Listing –
'''
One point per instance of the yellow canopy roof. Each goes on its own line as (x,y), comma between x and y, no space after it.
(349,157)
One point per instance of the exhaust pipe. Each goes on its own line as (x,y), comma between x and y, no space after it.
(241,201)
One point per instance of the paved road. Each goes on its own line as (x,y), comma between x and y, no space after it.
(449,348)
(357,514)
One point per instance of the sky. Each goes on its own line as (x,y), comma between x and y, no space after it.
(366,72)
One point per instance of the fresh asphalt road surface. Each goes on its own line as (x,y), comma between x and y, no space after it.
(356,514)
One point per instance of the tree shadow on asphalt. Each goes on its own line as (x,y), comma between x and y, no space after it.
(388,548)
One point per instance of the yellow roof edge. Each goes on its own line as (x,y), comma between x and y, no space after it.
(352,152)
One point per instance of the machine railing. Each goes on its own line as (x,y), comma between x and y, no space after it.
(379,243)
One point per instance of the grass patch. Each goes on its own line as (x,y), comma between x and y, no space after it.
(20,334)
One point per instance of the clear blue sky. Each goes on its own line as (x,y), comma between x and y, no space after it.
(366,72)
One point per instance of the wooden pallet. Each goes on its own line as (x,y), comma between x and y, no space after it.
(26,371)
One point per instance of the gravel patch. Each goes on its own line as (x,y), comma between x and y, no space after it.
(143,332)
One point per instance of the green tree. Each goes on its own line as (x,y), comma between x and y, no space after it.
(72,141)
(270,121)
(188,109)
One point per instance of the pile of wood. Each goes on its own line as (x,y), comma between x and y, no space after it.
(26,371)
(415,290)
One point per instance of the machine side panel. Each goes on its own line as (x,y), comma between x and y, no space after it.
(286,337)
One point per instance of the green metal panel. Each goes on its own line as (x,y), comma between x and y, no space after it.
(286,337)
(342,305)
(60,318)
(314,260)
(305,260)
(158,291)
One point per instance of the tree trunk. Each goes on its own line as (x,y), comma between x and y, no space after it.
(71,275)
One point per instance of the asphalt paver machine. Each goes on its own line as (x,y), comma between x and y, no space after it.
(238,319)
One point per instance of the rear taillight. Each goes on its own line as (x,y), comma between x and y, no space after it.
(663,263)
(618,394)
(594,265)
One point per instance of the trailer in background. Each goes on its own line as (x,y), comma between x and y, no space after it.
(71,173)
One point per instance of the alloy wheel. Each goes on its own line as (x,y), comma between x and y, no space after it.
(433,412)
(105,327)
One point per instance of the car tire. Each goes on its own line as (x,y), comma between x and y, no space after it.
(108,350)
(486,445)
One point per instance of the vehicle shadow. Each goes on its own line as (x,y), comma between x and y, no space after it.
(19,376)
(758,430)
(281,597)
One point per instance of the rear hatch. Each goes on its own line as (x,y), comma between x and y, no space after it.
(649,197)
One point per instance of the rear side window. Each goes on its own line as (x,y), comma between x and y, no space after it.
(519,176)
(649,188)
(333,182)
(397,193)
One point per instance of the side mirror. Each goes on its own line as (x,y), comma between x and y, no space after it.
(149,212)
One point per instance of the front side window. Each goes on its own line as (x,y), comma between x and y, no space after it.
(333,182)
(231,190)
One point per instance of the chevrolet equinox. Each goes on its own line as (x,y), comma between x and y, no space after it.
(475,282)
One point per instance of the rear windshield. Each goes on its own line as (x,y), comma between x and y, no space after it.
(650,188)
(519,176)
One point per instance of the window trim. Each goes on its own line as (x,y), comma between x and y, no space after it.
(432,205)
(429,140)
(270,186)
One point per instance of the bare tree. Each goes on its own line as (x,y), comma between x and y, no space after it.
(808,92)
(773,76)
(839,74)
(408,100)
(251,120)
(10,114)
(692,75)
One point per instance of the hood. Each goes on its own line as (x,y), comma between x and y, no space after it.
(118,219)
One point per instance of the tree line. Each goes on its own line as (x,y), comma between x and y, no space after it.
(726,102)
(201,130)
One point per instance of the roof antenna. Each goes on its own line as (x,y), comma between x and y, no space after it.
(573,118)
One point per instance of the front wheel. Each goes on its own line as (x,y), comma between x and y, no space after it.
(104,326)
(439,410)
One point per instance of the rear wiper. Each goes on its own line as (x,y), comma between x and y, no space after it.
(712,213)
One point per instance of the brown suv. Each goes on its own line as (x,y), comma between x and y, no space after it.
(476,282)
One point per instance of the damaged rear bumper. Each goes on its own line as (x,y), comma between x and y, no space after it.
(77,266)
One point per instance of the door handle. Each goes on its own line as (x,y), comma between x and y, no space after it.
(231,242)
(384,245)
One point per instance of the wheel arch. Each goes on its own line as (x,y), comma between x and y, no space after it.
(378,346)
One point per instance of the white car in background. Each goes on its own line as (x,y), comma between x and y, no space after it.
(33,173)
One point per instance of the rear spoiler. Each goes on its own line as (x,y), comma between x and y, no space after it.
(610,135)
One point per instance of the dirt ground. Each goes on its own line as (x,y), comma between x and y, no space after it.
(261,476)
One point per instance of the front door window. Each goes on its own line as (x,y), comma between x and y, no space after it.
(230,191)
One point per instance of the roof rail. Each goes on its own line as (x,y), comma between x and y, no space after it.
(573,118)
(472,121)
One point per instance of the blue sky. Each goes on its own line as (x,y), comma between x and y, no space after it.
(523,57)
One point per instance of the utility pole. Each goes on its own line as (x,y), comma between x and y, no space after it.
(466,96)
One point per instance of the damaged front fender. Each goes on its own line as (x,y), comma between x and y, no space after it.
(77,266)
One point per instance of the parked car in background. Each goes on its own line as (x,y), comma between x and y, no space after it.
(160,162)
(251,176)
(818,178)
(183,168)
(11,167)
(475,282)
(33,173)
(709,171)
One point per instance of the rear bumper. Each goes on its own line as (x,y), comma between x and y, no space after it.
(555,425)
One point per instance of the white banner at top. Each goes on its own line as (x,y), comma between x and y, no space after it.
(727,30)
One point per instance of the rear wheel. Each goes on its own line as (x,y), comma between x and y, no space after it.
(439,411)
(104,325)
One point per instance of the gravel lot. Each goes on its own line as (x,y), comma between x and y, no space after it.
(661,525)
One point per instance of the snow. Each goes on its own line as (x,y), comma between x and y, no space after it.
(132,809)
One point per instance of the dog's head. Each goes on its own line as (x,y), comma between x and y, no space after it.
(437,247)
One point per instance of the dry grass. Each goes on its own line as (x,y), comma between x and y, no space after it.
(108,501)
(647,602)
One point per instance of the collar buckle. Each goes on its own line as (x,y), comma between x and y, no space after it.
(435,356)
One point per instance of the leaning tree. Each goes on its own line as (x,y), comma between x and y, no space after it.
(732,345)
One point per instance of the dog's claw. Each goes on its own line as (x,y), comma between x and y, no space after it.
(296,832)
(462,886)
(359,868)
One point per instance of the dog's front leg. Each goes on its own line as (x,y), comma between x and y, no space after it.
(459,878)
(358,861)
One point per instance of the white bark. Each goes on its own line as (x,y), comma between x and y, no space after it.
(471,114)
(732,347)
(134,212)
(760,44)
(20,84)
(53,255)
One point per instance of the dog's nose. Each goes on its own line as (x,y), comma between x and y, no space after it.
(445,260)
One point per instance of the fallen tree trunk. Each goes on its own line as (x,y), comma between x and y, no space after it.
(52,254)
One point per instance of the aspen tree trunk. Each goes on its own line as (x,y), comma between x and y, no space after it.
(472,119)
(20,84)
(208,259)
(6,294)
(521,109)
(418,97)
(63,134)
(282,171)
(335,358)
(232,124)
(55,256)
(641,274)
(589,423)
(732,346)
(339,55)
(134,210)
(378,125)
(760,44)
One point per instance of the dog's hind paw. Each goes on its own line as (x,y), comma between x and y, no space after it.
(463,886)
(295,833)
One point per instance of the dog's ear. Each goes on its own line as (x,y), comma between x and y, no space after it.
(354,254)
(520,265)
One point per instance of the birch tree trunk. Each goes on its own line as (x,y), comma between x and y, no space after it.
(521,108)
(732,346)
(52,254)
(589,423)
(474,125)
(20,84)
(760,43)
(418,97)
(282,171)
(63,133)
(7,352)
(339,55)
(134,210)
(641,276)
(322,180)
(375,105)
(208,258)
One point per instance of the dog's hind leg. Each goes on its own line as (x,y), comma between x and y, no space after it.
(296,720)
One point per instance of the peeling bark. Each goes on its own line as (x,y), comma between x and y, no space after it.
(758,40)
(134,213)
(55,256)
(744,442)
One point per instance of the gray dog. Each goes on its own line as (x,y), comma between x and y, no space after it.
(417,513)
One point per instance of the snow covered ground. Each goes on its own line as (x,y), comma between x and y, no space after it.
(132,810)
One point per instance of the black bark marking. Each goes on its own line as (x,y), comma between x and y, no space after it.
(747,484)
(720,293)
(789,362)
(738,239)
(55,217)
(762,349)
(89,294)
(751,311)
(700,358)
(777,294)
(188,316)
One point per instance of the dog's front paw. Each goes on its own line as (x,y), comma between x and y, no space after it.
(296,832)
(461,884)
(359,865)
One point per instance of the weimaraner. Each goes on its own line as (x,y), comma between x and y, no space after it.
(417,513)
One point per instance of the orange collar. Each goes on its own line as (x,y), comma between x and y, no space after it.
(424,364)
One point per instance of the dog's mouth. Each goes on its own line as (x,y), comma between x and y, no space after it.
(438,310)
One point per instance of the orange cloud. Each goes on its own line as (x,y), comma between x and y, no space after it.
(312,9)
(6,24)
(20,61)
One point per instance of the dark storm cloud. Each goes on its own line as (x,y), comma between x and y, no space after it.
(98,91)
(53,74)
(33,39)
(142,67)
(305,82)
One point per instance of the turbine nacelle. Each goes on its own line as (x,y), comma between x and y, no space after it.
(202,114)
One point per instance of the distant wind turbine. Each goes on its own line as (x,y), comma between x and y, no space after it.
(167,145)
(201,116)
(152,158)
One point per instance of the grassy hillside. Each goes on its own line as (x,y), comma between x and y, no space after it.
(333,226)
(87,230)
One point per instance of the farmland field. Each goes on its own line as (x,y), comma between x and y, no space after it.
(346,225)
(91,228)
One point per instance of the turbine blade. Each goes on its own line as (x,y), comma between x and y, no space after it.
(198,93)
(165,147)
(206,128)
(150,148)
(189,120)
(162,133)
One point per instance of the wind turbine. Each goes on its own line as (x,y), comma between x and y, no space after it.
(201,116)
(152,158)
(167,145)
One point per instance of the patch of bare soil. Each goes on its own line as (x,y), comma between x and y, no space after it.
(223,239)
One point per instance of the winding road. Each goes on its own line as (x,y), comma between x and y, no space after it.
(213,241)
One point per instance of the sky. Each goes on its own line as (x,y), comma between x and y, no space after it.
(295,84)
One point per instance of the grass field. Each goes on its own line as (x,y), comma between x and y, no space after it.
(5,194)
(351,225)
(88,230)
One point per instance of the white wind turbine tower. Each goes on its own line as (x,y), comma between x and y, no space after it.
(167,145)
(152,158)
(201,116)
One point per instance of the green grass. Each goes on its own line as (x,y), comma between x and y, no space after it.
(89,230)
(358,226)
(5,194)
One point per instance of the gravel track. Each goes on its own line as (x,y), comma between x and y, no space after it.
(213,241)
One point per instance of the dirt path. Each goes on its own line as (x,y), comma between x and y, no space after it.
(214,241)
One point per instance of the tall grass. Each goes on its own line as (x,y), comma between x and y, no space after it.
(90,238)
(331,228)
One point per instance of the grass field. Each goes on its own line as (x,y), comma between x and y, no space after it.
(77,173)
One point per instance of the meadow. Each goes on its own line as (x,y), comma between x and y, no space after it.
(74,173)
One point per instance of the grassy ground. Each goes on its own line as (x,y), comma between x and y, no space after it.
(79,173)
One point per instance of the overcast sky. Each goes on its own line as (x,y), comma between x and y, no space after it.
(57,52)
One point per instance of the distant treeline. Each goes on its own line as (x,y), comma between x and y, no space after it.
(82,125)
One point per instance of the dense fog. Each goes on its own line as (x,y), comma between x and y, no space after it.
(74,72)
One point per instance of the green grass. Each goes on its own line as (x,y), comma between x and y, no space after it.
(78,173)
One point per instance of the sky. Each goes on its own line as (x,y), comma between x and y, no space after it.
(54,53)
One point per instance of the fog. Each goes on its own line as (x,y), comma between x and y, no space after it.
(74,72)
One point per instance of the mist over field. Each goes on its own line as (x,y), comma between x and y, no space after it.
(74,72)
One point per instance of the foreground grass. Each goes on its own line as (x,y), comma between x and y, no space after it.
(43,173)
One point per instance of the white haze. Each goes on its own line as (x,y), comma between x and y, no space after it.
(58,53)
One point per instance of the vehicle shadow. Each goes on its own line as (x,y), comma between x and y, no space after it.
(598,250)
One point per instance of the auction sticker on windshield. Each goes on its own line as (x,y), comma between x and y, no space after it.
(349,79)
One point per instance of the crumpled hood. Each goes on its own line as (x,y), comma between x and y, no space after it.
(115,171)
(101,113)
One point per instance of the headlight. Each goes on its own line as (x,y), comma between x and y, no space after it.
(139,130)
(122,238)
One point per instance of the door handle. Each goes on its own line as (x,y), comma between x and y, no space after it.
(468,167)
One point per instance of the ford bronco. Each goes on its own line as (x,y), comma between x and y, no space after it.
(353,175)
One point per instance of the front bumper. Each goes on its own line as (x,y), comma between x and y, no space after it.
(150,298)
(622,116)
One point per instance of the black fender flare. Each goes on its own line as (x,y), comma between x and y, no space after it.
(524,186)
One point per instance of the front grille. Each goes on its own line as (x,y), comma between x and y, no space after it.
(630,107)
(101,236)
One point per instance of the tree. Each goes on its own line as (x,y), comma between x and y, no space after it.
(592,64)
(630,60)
'''
Written instruction – Give again only the lines starting at the one that contains "One point per instance of the dense" and running to the end of the data.

Answer to this task –
One point per instance of the dense fog. Each goes on its own line as (x,y), comma between x and y, no space after it.
(74,72)
One point per instance of the green grass. Each goes on its own line as (x,y), comma between x and y, no space after it.
(78,173)
One point per instance of the sky. Each goes on its own line as (x,y), comma between x and y, no space after it.
(54,53)
One point per instance of the fog. Each goes on its own line as (x,y), comma between x and y, no space after it.
(74,72)
One point per instance of the mist over field. Each goes on its own line as (x,y), comma between x and y, no space after it.
(74,72)
One point per instance of the foreground grass. Each goes on its own line as (x,y), comma between x and y, no space after it.
(43,173)
One point per instance of the white haze. Each goes on its own line as (x,y), comma between x and y, no space after it.
(58,53)
One point per instance of the vehicle shadow. Each goes on its own line as (x,y), comma between x and y, no space after it.
(598,250)
One point per instance of the auction sticker on windshield. Each goes on its own line as (x,y), comma between x and y, no space after it.
(349,79)
One point per instance of the crumpled hood. Each goes on its own line as (x,y), comma between x and y, no space after it.
(115,171)
(101,113)
One point per instance of the headlight. Each goes on its own line as (x,y), comma between x and y, no space after it.
(139,130)
(122,238)
One point per instance of the door handle. Each goes on its own line as (x,y), comma between x and y, no space after it.
(468,167)
One point per instance of the ford bronco. Each goes on its own line as (x,y), comma between x and y, no space after it.
(353,175)
One point per instance of the front bumper. Each goes on its own line as (x,y), comma between x and y, no space after it.
(150,298)
(622,116)
One point per instance of the black fender flare. Each goes on its own line as (x,y), comma between x and y, no space after it.
(524,186)
One point per instance of the front grille. Each goes on its own line as (x,y), comma between x and y, no space after it.
(630,107)
(101,236)
One point per instance of the tree. Each goes on its own line as (x,y), comma between x and y, no space after it.
(592,64)
(630,60)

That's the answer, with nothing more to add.